Extract provided:
------------------------------------------------

MANILA, June 22 (Reuters) Philippine President Gloria Macapagal Arroyo sent out about 1,500 soldiers today to pursue communist guerrillas extorting ''revolutionary taxes'' from businesses in three areas outside Manila.

Last week, Arroyo gave her generals an extra 1 billion pesos (18.7 million dollars) to step up the fight against a Maoist-led rebellion that has killed more than 40,000 people and stunted growth in the Southeast Asian country since the late 1960s.

''If they're on the run, their capability to inflict hardships on our people would be lessened,'' Arroyo told troops at the main military camp in the capital.

''We will deploy more battalions in areas where we're getting complaints of rebel taxation from our businessmen.'' Arroyo has ordered the army to pull out troops facing Muslim rebels on the southern island of Mindanao as the government and the Moro Islamic Liberation Front continue talks to end 40 years of conflict that has killed 120,000 people in the south.

------------------------------------------------

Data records
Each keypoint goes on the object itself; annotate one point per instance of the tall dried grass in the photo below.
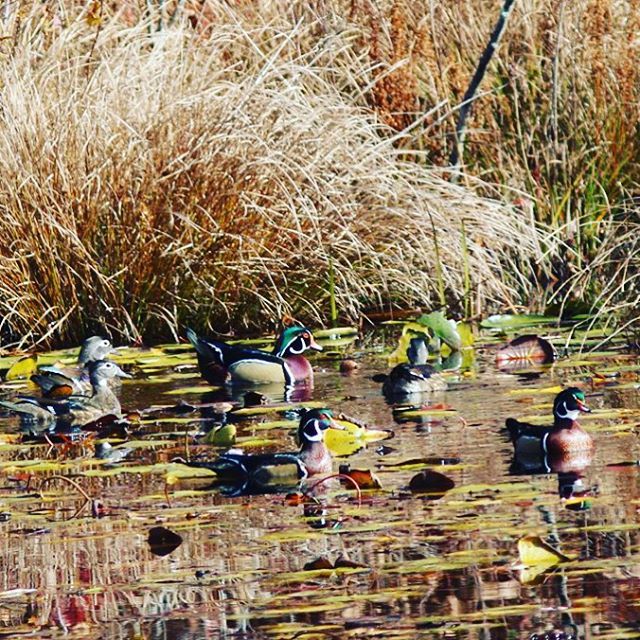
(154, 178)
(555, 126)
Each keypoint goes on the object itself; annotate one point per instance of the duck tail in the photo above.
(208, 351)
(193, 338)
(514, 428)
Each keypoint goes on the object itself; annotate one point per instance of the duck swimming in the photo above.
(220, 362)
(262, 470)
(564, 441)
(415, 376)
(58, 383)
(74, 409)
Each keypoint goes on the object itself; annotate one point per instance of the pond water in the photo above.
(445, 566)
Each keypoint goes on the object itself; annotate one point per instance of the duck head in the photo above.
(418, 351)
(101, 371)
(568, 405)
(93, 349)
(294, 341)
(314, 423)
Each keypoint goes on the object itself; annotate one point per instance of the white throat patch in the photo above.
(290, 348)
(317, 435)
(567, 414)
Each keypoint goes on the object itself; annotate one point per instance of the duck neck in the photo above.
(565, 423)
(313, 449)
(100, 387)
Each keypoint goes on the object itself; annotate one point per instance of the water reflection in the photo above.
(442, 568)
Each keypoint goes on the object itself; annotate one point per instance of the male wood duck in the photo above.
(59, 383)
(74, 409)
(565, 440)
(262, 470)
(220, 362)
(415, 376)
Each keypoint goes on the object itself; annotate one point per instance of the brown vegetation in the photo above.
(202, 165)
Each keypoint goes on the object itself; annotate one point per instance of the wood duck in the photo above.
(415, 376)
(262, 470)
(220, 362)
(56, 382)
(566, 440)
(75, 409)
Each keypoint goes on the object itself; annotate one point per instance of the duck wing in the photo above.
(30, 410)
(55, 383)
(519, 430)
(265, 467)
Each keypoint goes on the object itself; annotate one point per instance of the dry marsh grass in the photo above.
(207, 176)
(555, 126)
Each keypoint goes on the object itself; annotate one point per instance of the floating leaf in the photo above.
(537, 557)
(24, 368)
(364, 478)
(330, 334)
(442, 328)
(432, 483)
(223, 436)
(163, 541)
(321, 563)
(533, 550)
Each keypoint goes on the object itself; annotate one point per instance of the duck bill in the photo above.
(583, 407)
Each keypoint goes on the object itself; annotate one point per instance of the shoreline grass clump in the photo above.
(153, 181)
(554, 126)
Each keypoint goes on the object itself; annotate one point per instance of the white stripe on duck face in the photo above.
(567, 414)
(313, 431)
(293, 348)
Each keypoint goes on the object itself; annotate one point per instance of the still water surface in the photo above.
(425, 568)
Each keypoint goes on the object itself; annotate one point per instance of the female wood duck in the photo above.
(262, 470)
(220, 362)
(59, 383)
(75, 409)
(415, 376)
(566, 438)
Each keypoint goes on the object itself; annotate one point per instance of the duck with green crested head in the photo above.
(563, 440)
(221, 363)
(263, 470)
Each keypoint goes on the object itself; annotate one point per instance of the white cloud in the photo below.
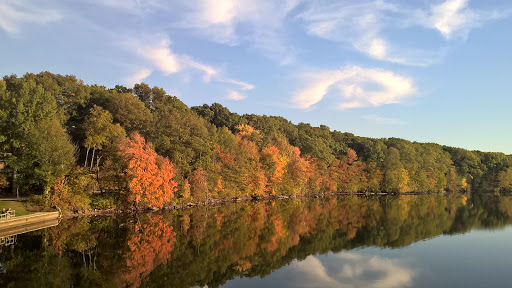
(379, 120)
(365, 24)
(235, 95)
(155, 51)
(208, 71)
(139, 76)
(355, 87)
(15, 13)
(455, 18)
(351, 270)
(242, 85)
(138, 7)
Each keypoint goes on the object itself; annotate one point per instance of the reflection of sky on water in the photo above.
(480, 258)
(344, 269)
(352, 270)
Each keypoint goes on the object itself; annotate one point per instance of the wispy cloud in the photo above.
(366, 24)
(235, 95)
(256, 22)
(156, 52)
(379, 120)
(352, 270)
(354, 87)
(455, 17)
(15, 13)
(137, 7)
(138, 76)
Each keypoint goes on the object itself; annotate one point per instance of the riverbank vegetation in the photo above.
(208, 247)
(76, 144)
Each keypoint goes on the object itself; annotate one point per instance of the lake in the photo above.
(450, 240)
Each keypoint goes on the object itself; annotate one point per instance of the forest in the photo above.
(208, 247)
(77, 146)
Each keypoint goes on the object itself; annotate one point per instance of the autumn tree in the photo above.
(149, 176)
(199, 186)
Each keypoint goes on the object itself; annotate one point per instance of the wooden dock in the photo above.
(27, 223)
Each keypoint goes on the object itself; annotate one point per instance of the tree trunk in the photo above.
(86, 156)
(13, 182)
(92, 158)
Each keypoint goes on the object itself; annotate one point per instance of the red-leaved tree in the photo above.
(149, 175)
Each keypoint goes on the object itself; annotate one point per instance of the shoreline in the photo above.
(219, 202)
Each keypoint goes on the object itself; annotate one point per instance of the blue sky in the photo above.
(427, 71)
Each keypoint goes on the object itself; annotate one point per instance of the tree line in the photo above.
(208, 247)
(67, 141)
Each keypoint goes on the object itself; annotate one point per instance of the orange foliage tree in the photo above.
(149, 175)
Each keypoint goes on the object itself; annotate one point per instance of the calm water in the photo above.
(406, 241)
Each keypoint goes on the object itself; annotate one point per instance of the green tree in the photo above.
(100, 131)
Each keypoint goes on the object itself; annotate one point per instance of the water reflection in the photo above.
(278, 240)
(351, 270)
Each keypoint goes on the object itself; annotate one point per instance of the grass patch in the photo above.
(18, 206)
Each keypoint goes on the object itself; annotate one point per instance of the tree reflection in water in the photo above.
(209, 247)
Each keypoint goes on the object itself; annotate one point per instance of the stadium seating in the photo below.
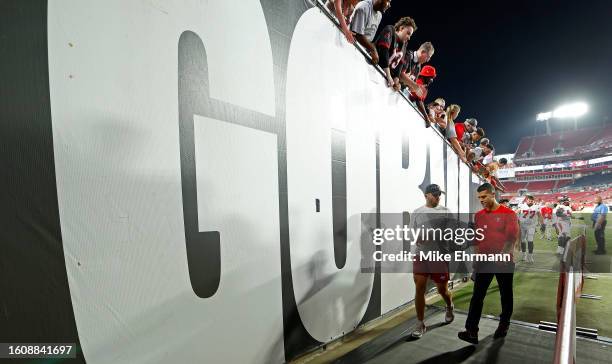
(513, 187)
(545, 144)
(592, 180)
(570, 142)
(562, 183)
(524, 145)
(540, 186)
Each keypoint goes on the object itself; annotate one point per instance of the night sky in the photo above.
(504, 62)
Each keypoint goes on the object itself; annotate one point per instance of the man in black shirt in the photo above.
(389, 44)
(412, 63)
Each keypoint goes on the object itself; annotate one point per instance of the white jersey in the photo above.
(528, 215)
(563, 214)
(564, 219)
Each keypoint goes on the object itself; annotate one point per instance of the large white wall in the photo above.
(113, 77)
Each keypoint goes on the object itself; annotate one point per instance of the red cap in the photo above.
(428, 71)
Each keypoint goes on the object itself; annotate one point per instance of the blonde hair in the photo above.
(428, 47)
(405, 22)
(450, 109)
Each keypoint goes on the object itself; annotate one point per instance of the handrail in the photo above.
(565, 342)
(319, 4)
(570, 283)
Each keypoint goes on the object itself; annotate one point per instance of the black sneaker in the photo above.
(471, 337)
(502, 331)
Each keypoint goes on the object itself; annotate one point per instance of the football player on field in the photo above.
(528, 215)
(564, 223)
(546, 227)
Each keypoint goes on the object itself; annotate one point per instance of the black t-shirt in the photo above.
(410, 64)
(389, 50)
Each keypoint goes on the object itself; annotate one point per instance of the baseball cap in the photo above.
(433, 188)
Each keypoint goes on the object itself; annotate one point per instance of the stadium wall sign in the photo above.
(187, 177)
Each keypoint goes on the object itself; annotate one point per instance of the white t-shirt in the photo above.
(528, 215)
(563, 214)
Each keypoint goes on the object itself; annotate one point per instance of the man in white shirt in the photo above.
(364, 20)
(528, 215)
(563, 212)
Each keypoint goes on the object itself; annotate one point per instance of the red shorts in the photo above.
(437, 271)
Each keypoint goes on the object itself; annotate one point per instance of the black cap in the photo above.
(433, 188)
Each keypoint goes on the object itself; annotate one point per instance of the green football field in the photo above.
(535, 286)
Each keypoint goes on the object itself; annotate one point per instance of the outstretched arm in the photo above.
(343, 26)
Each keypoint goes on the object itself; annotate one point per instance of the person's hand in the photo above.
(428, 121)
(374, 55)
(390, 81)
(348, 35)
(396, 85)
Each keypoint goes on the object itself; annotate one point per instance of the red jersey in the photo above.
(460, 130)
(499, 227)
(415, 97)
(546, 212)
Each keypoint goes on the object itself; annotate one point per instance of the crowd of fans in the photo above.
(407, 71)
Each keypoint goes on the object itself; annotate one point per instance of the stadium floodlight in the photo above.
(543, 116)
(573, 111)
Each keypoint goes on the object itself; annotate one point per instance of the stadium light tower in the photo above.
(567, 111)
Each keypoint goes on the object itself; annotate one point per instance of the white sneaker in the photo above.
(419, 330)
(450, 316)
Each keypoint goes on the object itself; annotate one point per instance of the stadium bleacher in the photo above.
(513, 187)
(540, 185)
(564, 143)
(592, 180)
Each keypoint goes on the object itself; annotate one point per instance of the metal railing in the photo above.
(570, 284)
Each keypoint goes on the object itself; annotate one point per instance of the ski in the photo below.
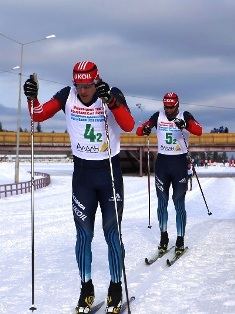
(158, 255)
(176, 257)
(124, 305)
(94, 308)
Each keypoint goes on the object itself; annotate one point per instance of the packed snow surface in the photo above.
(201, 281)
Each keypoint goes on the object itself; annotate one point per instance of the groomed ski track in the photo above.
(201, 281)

------------------------------------------------

Written task 1: From the news article, list every figure that counts people.
Written task 2: According to the news article, how much extra money did Arroyo give her generals last week?
Base every answer solely on the news article.

Correct response 1:
- About 1,500 soldiers sent out to pursue communist guerrillas
- More than 40,000 people killed by the Maoist-led rebellion
- 120,000 people killed in the conflict in the south

Correct response 2: 1 billion pesos (18.7 million dollars).